* _COMPLETE THE FOLLOWING_
1. Decide whether each statement below agrees with the project page. Answer yes or no for each one and quote the words of the page that decide it.
(a) The planned remote control includes a screen that shows the live camera feed.
(b) The movable camera arm is listed as a required feature of the robot.
(c) The designed control interface is a phone app.
2. Output the part of the project page that opens with the words containing "Omnidirectional robots using" and closes with "did you design?".

* _READING PASSAGE_
== Segment start ==

My Final Project Idea has changed since week 1. Its purpose is to be remotely controlled from the users joystick giving them a camera view of the direction the project is moving. My working name for the project is land-drone but it could use some work. I want to be able to move it remotely (Still working on the distance) and view the camera remotely. It will be able to move side to side using mechanum wheels but that may be impossible but I am doing research to try and account for it only having 2 wheels but needs 4. The remote control should have buttons, two joysticks and a screen that displays the live camera feed. At the moment this is the plan. Now I am going to give in to my feature blindness and list a lot of things I would like to add to the moving: very high suspension, microphone, speaker, LEDS, jump ability with tail support(Will go over later). And everything I want to add to the controller buttons that activate different movement types (left, right, diagonal forward left right and vice versa), a microphone, and a speaker.

First Sketch

Open Spreadsheet

Open Spreadsheet

3D Models

PreFinal Project Week

System Integration

TBD

Final project requirements

Here is my Slide place holder

Here is my video place holder

What does it do?

This robot is a two-wheeled, omnidirectional reconnaissance drone inspired by Rainbow Six Siege. It uses mecanum wheels to move in any direction—forward, backward, sideways, diagonally like a video game. It includes a camera with onboard AI capable of detecting and recognizing human faces. Optional features may include a movable/retractable camera arm and a jump mechanism to overcome small obstacles. week 1


Who’s done what beforehand?

Omnidirectional robots using mecanum wheels are widely used in robotics competitions and mechanical areas. AI face detection has been used in small robots using platforms like OpenMV, Raspberry Pi, and ESP32-CAM. However, integrating these features into a small, high-speed, game-style drone with only two mecanum wheels and facial recognition is pretty different and difficult.


What did you design?

  • A custom 3D-printed chassis to house motors, electronics, and the camera.
  • A servo-based movable camera mount that might be able to retract.
  • A wiring and power system for motors, servos, and sensors.
  • A web interface for real-time control and video feed.
  • Software for motion control, face detection, and system coordination. week 2

What sources did you use?

== Segment end ==

Stored data
== Segment start ==

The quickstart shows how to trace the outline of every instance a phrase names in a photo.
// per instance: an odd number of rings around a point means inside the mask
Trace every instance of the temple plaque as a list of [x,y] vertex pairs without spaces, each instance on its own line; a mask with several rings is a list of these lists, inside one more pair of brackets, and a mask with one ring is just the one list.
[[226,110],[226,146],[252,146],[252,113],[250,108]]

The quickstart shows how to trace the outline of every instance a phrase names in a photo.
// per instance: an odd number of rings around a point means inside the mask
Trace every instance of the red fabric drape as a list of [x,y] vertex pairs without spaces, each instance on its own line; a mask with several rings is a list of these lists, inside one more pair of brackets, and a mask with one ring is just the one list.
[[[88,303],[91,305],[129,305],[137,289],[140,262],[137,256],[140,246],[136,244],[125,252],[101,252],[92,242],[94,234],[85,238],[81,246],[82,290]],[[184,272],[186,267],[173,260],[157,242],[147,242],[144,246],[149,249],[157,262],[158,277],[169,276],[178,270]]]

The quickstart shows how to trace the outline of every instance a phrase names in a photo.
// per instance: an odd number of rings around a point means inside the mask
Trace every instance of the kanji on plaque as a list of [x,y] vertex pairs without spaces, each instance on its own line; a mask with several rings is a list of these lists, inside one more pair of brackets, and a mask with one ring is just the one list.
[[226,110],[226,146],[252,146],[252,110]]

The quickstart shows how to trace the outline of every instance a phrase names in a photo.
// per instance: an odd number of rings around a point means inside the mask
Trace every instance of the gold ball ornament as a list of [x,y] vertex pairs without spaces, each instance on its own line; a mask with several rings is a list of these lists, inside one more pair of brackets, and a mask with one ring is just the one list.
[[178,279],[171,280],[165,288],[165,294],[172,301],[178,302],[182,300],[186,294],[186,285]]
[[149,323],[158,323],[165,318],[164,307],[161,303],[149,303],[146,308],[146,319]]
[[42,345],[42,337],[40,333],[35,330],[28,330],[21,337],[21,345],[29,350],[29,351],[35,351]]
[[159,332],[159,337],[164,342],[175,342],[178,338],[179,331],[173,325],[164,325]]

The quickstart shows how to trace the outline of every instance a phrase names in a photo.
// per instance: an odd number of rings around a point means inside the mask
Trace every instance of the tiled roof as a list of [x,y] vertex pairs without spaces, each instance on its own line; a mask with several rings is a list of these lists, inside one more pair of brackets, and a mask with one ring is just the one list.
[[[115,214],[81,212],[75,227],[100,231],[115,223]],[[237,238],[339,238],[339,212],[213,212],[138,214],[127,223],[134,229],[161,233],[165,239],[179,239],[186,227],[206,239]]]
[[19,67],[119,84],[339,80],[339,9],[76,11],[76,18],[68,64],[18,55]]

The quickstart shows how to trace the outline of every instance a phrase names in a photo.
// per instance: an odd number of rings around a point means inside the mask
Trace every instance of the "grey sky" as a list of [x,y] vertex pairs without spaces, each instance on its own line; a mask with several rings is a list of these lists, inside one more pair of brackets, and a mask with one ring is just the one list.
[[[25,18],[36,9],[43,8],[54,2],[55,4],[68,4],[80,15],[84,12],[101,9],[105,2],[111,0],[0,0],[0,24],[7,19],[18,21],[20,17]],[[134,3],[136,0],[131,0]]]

== Segment end ==

* _ANSWERS BY ITEM NUMBER_
1.
(a) Yes: "The remote control should have buttons, two joysticks and a screen that displays the live camera feed."
(b) No: "Optional features may include a movable/retractable camera arm and a jump mechanism to overcome small obstacles."
(c) No: "A web interface for real-time control and video feed."

2.
Omnidirectional robots using mecanum wheels are widely used in robotics competitions and mechanical areas. AI face detection has been used in small robots using platforms like OpenMV, Raspberry Pi, and ESP32-CAM. However, integrating these features into a small, high-speed, game-style drone with only two mecanum wheels and facial recognition is pretty different and difficult.


What did you design?